• **RECORDS TO PROCESS**

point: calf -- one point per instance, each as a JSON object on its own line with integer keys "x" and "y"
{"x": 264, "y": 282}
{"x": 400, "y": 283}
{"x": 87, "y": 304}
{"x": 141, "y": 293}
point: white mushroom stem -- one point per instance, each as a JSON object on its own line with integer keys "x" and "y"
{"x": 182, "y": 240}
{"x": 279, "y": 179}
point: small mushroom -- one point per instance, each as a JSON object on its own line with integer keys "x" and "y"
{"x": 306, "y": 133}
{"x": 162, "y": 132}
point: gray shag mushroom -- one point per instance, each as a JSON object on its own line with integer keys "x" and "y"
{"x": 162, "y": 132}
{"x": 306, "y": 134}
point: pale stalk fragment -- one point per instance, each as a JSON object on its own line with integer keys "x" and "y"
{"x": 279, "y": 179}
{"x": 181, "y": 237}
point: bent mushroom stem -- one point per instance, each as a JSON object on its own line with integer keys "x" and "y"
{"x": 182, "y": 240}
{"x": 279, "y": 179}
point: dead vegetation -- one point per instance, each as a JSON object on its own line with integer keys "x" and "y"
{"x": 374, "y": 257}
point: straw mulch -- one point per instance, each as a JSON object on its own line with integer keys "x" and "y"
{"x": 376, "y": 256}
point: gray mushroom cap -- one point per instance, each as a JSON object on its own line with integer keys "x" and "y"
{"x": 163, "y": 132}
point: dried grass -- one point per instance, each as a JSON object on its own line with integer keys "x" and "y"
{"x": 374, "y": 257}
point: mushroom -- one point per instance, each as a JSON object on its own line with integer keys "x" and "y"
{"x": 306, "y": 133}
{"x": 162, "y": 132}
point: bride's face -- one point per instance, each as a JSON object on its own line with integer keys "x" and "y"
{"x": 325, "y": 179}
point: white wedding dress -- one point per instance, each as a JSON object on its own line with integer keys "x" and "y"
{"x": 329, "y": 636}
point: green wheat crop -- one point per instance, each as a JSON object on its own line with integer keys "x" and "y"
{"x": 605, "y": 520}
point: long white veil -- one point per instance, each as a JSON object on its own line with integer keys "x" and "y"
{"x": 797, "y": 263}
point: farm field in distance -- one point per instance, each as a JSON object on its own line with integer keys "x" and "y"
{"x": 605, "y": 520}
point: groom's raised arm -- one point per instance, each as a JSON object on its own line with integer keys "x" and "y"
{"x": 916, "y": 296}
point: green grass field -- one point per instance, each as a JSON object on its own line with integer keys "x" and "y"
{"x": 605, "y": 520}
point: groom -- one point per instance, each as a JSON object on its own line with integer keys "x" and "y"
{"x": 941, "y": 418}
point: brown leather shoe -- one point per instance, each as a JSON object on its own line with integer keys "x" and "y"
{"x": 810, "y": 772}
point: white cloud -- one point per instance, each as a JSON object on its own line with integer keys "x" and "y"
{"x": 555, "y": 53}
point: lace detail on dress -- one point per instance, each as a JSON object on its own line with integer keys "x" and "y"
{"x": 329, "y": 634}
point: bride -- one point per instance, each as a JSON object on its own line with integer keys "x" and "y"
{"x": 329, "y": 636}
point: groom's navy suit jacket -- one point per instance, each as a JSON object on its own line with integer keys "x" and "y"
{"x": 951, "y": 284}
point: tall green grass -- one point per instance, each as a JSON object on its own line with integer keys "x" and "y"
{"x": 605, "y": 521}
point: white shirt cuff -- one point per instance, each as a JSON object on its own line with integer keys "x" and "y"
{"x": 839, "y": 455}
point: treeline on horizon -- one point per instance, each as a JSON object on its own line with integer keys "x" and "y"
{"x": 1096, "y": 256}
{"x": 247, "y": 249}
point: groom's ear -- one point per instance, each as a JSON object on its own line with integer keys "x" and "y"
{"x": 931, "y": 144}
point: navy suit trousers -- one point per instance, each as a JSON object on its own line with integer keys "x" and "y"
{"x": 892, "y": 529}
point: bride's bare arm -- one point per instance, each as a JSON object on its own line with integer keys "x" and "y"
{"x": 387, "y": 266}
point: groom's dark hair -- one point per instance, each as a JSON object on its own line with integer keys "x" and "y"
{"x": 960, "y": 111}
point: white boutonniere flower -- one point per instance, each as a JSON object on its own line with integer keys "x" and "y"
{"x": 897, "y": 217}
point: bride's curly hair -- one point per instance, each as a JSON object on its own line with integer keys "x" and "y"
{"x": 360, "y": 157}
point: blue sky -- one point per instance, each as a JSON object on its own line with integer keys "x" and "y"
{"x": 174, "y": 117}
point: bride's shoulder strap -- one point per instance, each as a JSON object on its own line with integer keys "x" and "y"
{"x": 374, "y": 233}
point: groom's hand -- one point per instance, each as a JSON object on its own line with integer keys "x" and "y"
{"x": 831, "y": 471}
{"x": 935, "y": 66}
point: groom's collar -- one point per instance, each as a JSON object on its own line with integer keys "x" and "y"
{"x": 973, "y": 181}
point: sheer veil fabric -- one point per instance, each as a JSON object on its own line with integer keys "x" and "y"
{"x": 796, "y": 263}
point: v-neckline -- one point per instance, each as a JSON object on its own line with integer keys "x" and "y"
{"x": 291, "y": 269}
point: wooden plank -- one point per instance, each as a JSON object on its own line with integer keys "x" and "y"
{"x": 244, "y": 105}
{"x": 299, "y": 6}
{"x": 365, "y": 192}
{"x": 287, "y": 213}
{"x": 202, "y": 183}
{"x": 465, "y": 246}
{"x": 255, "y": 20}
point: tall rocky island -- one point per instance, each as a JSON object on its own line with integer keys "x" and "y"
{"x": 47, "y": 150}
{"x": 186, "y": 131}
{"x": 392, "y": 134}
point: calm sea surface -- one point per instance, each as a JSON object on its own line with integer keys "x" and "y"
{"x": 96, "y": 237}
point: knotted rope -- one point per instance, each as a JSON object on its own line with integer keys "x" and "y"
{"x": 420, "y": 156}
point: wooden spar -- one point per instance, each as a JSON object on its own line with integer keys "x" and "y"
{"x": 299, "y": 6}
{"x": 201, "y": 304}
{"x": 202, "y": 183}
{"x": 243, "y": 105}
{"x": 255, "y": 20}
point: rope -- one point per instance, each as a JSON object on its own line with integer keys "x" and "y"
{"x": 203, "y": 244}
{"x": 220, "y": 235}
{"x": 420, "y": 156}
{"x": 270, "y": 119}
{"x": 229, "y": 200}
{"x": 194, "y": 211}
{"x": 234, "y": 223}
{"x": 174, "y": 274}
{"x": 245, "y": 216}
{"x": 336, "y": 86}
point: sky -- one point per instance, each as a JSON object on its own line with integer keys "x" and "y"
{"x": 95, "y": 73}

• **JOB**
Reproduce the entries verbatim, starting at the line that contains "point: wooden plank" and ending with the last line of the entries.

• **RESULT OF THIS EXERCISE**
point: wooden plank -- one point per instance, each as a JSON object on its own line with integer keys "x" and "y"
{"x": 244, "y": 105}
{"x": 299, "y": 6}
{"x": 365, "y": 192}
{"x": 287, "y": 213}
{"x": 202, "y": 183}
{"x": 465, "y": 246}
{"x": 255, "y": 20}
point: tall rocky island -- one point per instance, each as a JSON object on its own line with integer keys "x" and "y"
{"x": 47, "y": 150}
{"x": 186, "y": 131}
{"x": 392, "y": 134}
point: calm sea surface -- one point per instance, each as a JSON object on its own line with integer keys "x" and "y"
{"x": 96, "y": 237}
point: knotted rope -- one point per instance, each as a JSON object on its own line with integer keys "x" and "y"
{"x": 420, "y": 156}
point: wooden spar -- one point per instance, each as a JSON object on its own line with integer keys "x" and "y"
{"x": 299, "y": 6}
{"x": 201, "y": 304}
{"x": 202, "y": 183}
{"x": 243, "y": 105}
{"x": 255, "y": 20}
point: rope -- one point per instance, each as a JSON object on its own line with integer keys "x" and "y"
{"x": 203, "y": 244}
{"x": 220, "y": 235}
{"x": 420, "y": 156}
{"x": 270, "y": 119}
{"x": 229, "y": 200}
{"x": 194, "y": 211}
{"x": 234, "y": 223}
{"x": 174, "y": 274}
{"x": 245, "y": 216}
{"x": 336, "y": 86}
point: sky -- one point per instance, each as a JSON object on its own line with integer keys "x" and "y"
{"x": 95, "y": 73}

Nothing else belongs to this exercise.